Текст документа:
####
О повести Валентина Распутина «Дочь Ивана, мать Ивана» и теме зла в современной литературе
Проект либералов по назначению себя в консерваторы провалился стремительно. Быстро исчезнувшая газета «Консерватор» только и запомнилась, что скандалом – её главный журналист Дмитрий Быков представил публике страшноватый «портрет» Татьяны Толстой. Этот скандал «среди своих» был бы совершенно не интересен, если бы не настойчивые набеги в консервативное пространство как Т.Толстой, так и Дм. Быкова. Первая опасается «ползучего перерождения светского государства в православно-фундаменталистское»; а второй, умучивший себя непомерной ношей «консерватизма», делает «сильные выводы» относительно «почвенной» литературы – его статья «Снасильничали» недавно появилась в «Огоньке» (№ 44, 2003). Поводом Дм. Быкову «показать себя» послужила новая повесть В. Распутина «Дочь Ивана, мать Ивана», впервые напечатанная в иркутском журнале «Сибирь» (№ 4, 2003), и вскоре опубликованная в столичном «Нашем современнике» (№ 11, 2003). Но еще прежде Быкова написал свою статью Владимир Бондаренко в «Дне литературы», где он посочувствовал «долюшке женской».
Нет ничего удивительного в том, что критики заметили прежде всего «тему насилия» в распутинской повести.
В провинциальном городе, в Сибире, мать (героиня Тамара Ивановна) отомстила за изнасилованную азербайджанцем дочь – она убила его прямо в прокуратуре, не надеясь на справедливый суд и наказание насильника. Распутин взял документ жизни, но за все эти годы культура наша проделала нечто такое с документом, что выхолостила его, сделала штампом, а саму жизнь сделала брэндом. Писатель взял «насилие и отмщение», и тем самым, как бы ступил на территорию массовой культуры, потому как массовая культура уже давно приватизировала тему железного, мускулистого получеловека–мстителя. И вот уже Тамару Ивановну утверждают этакой народной мстительницы-одиночкой. И вот уже Вл. Бондаренко поставил Распутина в затылок «пламенному Проханову и революционному Лимонову». Да, борьба за влияние на массовую культуру в патриотической среде существует и для ряда писателей она даже и неизбежна – Проханов и Лимонов именно в ней отвоевывали себе место. Но как же опасны те механизмы культуры, те механизмы сознания, которые позволяют не видеть разницы между названными писателями!
Этот, столь прямой и обжигающий «контакт с реальностью», задевает критиков больше всего: кого-то коробит от столь явной «публицистичности» (которую всегда противопоставляют в пику «художественности», – мол, нельзя уж так, прямо!); кого-то, как Быкова, «колбасит» совсем по иным причинам – повесть с национальным акцентом допустима для него только в строго установленных либеральных стандартах. Вот если бы Светку изнасиловал русский отморозок или человек «без национальности» (как это было, например, в рассказе В. Астафьева «Людочка»), то это совсем другое дело – здесь нет ничьей национальной «вины», а есть «просто насилие», к которому все уже давно привыкли как к общему фону жизни.
####
Исходный список:
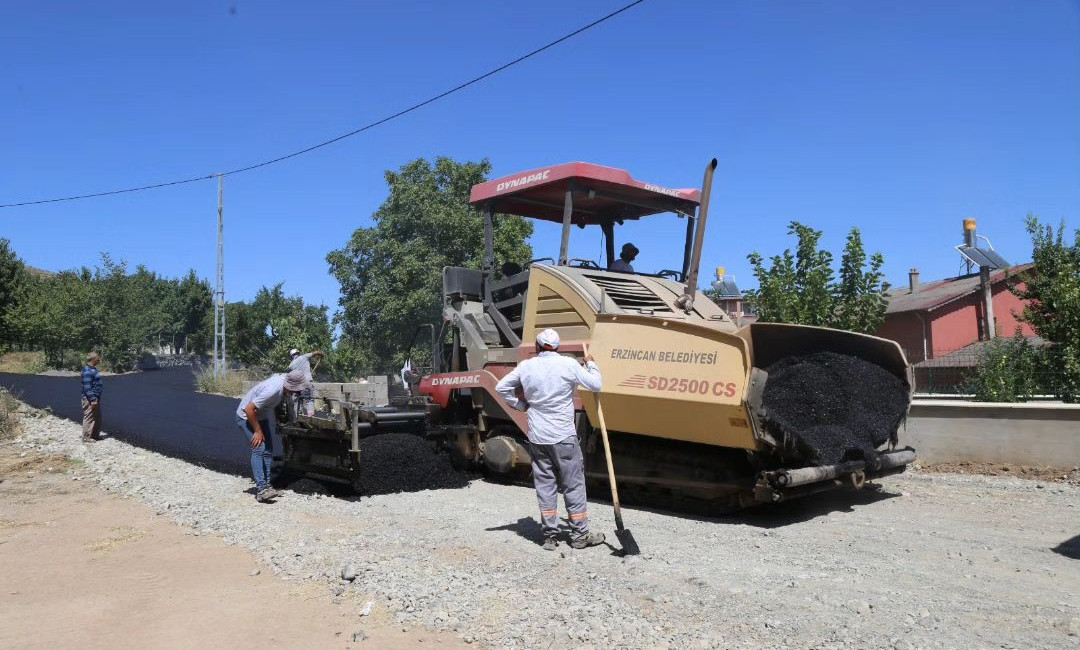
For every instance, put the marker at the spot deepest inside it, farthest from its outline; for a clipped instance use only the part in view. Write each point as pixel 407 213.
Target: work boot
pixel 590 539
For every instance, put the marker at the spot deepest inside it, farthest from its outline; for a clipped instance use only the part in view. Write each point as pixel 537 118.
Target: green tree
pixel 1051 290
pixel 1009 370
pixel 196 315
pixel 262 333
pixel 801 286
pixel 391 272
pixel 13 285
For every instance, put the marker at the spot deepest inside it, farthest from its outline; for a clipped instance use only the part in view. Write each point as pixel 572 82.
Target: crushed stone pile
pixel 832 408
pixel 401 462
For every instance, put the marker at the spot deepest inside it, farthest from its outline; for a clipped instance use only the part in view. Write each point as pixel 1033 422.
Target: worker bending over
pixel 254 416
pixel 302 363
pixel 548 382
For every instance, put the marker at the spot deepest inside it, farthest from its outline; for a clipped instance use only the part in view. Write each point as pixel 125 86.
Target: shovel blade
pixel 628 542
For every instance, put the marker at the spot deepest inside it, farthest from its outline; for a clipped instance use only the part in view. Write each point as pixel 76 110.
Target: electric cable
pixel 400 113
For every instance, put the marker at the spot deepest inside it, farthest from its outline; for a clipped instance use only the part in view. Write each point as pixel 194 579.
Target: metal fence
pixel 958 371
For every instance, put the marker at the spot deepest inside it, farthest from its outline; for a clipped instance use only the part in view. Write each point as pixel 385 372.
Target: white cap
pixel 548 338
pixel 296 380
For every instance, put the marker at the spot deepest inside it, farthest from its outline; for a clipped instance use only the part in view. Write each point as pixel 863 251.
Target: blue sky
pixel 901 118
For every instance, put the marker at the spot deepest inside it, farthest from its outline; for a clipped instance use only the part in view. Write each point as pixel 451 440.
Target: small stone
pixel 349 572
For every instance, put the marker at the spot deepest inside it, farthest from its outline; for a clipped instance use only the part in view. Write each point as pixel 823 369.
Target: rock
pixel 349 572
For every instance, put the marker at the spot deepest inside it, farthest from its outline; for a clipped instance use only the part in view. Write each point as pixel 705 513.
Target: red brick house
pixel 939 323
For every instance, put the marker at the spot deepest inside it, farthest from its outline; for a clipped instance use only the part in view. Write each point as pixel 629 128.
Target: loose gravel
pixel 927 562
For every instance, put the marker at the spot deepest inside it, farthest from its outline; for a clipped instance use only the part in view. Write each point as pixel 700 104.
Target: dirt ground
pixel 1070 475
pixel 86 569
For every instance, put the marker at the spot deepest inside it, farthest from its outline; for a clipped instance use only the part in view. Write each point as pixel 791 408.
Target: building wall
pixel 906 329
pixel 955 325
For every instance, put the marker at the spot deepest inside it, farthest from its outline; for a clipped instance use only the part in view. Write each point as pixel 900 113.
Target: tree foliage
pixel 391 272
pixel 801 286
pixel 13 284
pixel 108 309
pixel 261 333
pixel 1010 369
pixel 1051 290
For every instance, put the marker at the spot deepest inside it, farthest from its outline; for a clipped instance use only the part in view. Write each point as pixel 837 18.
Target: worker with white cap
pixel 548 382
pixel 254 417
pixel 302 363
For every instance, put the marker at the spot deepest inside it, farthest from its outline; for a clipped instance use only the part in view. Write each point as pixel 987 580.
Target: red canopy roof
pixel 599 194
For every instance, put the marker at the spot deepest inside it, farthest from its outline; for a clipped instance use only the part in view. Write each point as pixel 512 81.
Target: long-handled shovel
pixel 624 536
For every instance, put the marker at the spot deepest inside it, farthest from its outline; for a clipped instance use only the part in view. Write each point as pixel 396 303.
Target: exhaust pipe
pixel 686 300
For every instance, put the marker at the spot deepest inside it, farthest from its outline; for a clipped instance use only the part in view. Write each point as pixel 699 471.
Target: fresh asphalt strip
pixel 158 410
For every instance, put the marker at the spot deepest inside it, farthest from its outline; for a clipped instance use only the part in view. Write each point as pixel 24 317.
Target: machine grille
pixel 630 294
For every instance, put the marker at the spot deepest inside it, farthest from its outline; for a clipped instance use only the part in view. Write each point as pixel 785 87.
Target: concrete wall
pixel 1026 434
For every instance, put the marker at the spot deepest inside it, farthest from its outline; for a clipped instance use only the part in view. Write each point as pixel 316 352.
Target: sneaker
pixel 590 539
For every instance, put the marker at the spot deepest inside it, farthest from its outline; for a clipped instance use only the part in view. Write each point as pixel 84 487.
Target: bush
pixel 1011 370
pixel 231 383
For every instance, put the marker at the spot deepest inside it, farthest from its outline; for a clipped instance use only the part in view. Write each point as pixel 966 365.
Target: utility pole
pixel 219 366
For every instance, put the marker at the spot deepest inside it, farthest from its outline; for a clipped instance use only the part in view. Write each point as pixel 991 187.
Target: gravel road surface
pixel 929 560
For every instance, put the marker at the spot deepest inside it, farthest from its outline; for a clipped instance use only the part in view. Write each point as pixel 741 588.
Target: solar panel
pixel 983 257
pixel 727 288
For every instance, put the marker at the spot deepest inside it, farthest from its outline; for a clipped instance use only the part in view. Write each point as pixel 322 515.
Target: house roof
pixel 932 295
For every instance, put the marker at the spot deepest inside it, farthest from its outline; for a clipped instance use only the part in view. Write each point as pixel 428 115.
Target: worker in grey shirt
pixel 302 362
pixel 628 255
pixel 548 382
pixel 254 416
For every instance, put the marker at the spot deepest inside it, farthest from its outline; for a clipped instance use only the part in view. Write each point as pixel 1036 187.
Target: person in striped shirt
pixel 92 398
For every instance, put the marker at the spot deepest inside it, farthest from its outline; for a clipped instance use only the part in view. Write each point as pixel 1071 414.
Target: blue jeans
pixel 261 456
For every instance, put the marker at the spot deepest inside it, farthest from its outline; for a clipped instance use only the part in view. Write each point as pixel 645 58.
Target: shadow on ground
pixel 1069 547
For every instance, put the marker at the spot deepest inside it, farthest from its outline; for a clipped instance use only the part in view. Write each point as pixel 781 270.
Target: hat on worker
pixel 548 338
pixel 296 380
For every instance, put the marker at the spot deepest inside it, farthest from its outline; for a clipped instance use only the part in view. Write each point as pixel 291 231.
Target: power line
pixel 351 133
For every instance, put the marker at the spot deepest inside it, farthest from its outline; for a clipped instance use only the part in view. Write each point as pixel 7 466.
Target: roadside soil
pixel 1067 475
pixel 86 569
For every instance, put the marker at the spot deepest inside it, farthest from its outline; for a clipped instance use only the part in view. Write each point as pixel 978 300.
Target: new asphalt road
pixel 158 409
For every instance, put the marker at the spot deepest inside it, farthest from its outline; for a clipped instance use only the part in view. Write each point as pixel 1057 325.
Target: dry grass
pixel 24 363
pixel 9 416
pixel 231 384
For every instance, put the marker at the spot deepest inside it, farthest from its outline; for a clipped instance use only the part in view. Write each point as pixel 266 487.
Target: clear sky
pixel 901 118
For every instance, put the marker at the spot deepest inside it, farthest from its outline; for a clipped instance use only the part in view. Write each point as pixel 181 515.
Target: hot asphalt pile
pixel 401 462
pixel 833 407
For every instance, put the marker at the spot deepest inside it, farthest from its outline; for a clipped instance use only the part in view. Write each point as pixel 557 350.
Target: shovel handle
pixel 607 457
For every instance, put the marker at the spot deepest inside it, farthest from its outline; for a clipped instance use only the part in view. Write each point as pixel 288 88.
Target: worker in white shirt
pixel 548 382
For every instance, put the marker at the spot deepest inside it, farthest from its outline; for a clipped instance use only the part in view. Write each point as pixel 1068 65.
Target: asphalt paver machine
####
Список заданий:
[1] Напечатайте без изменений отрывок из статьи о повести Распутина, который начинается со слов «Этот, столь прямой» и заканчивается словами «общему фону жизни.».
[2] Выведите без изменений только строки из списка: начиная со строки, в которой есть «pixel 396 303.», и заканчивая строкой, в которой есть «pixel 727 288», включая обе.

Ответы к заданиям:
[1]
Этот, столь прямой и обжигающий «контакт с реальностью», задевает критиков больше всего: кого-то коробит от столь явной «публицистичности» (которую всегда противопоставляют в пику «художественности», – мол, нельзя уж так, прямо!); кого-то, как Быкова, «колбасит» совсем по иным причинам – повесть с национальным акцентом допустима для него только в строго установленных либеральных стандартах. Вот если бы Светку изнасиловал русский отморозок или человек «без национальности» (как это было, например, в рассказе В. Астафьева «Людочка»), то это совсем другое дело – здесь нет ничьей национальной «вины», а есть «просто насилие», к которому все уже давно привыкли как к общему фону жизни.

[2]
For every instance, put the marker at the spot deepest inside it, farthest from its outline; for a clipped instance use only the part in view. Write each point as pixel 396 303.
Target: exhaust pipe
pixel 686 300
For every instance, put the marker at the spot deepest inside it, farthest from its outline; for a clipped instance use only the part in view. Write each point as pixel 699 471.
Target: fresh asphalt strip
pixel 158 410
For every instance, put the marker at the spot deepest inside it, farthest from its outline; for a clipped instance use only the part in view. Write each point as pixel 24 317.
Target: machine grille
pixel 630 294
For every instance, put the marker at the spot deepest inside it, farthest from its outline; for a clipped instance use only the part in view. Write each point as pixel 785 87.
Target: concrete wall
pixel 1026 434
For every instance, put the marker at the spot deepest inside it, farthest from its outline; for a clipped instance use only the part in view. Write each point as pixel 316 352.
Target: sneaker
pixel 590 539
For every instance, put the marker at the spot deepest inside it, farthest from its outline; for a clipped instance use only the part in view. Write each point as pixel 84 487.
Target: bush
pixel 1011 370
pixel 231 383
For every instance, put the marker at the spot deepest inside it, farthest from its outline; for a clipped instance use only the part in view. Write each point as pixel 966 365.
Target: utility pole
pixel 219 366
For every instance, put the marker at the spot deepest inside it, farthest from its outline; for a clipped instance use only the part in view. Write each point as pixel 991 187.
Target: gravel road surface
pixel 929 560
For every instance, put the marker at the spot deepest inside it, farthest from its outline; for a clipped instance use only the part in view. Write each point as pixel 741 588.
Target: solar panel
pixel 983 257
pixel 727 288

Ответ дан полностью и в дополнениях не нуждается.